Problem to solve ::
Could you output the complete listing given below exactly?

----

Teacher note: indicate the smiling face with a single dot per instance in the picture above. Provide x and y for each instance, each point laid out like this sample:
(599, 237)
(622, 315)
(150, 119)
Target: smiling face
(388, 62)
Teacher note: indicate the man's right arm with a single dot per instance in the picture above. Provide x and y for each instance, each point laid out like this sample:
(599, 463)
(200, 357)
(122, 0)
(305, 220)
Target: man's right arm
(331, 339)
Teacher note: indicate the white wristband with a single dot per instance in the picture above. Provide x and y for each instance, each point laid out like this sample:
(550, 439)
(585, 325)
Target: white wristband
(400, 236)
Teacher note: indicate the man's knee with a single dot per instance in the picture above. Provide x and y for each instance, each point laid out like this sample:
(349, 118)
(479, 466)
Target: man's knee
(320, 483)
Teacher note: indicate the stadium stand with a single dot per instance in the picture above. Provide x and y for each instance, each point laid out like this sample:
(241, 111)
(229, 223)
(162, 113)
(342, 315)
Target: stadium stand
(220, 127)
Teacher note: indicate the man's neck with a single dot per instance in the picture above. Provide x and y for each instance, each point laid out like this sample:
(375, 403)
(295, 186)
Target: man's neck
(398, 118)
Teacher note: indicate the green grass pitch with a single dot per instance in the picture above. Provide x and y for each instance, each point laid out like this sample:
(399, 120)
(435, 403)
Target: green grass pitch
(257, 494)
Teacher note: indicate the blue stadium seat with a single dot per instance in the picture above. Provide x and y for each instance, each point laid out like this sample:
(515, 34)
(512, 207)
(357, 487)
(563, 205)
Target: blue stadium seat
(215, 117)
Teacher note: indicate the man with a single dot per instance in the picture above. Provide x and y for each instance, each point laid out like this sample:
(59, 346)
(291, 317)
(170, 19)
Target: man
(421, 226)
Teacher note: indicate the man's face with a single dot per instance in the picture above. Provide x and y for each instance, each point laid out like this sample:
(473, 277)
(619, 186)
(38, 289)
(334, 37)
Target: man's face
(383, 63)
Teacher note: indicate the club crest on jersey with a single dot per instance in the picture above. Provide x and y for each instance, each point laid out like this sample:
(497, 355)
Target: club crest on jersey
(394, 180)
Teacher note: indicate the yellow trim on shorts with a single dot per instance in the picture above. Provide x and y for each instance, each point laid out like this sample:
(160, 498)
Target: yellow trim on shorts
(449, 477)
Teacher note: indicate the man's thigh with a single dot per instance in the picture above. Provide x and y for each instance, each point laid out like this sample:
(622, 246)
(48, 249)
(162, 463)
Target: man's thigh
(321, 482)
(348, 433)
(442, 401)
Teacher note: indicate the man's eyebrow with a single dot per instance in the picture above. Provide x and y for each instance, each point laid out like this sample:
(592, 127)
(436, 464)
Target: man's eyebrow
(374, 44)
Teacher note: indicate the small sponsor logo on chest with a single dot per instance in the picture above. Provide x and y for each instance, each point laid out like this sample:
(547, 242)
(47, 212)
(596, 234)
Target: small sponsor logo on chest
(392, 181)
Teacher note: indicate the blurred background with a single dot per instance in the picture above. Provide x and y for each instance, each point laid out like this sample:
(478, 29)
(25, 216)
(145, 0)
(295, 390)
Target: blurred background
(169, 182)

----

Solution to the exercise ::
Teacher note: indicate the smiling face with a single dot per instance in the picture above. Provide x and y for each instance, each point laid out like this sample:
(599, 237)
(622, 315)
(150, 119)
Target: smiling face
(388, 62)
Teacher note: indicate the man's right arm with a single dot per instance in the picture above. Provide x and y for each instance, each point laid out like this sample:
(599, 463)
(200, 357)
(122, 0)
(305, 220)
Target: man's right arm
(331, 339)
Teacher note: indicate the white wristband with a single dot per instance in the picture above. Provide x and y for each instance, each point laid out like this sample:
(550, 439)
(585, 325)
Target: white wristband
(400, 236)
Teacher note: indicate the man's knee with a single dot per instance in the picture above. Provide x and y for each instance, each point laid out like this sample:
(349, 118)
(479, 466)
Target: man's knee
(320, 483)
Teacher note: indicate the stadium stand with a single dot per instance in the picture above. Provide x and y for each instance, each point laid out like this sample:
(241, 111)
(229, 223)
(162, 113)
(342, 315)
Target: stadium stand
(220, 127)
Teacher note: indicate the man's neck with a single dot per instance in the picture above. Provide x and y for each instance, each point laid out like this sample:
(375, 403)
(295, 186)
Target: man's neck
(398, 118)
Teacher note: indicate the green grass pitch with a single dot per instance in the picture above. Provide x and y for each instance, each point laid out like this sample:
(399, 120)
(435, 403)
Target: green grass pitch
(257, 494)
Teacher note: indicate the blue stadium seat with a single dot per instance in the picture above. Provide x and y for each instance, each point laid out like this sample:
(515, 34)
(512, 207)
(357, 487)
(563, 205)
Target: blue stadium seat
(215, 117)
Teacher note: indicate the man with a single dot per instance in the picture above. Provide x and y for each instance, each point laid out like this sample:
(59, 346)
(291, 317)
(170, 19)
Target: man
(421, 226)
Teacher note: indicate the man's face with a single dot per instance in the picture above. Provide x and y for each instance, each point laid out like this sample:
(473, 277)
(619, 186)
(38, 289)
(334, 37)
Target: man's face
(383, 63)
Teacher note: indicate the club crest on jersey with a single dot per instance in the picture above. Provide x and y for each instance, each point laid out like this sample:
(497, 355)
Target: club crest on jersey
(394, 180)
Teacher note: indicate the yellow trim on shorts with a single dot per instance in the picture above. Provide x and y for each instance, each point laid out like this sample:
(160, 498)
Target: yellow trim on shorts
(449, 477)
Teacher note: indicate the man's thigh with a single dot per instance in the picture above. Provide x and y for each instance, each point laid out like this sample:
(622, 246)
(48, 249)
(162, 463)
Target: man's thigh
(321, 482)
(348, 433)
(442, 401)
Teacher note: indicate the man's eyebrow with a single dot per instance in the picture above. Provide x and y for each instance, each point laid out like this sample:
(592, 127)
(436, 464)
Target: man's eyebrow
(374, 44)
Teacher note: indicate the small sponsor logo on chest with a single dot per instance in the picture above. Provide x and y for each instance, each point laid out like this sample:
(547, 242)
(47, 212)
(596, 234)
Target: small sponsor logo on chest
(392, 181)
Teacher note: indicate the blurred background with a single dot per instance in the picture above. Provide x and y for each instance, each point laid out like this sample:
(478, 29)
(25, 216)
(145, 0)
(295, 390)
Target: blurred background
(169, 182)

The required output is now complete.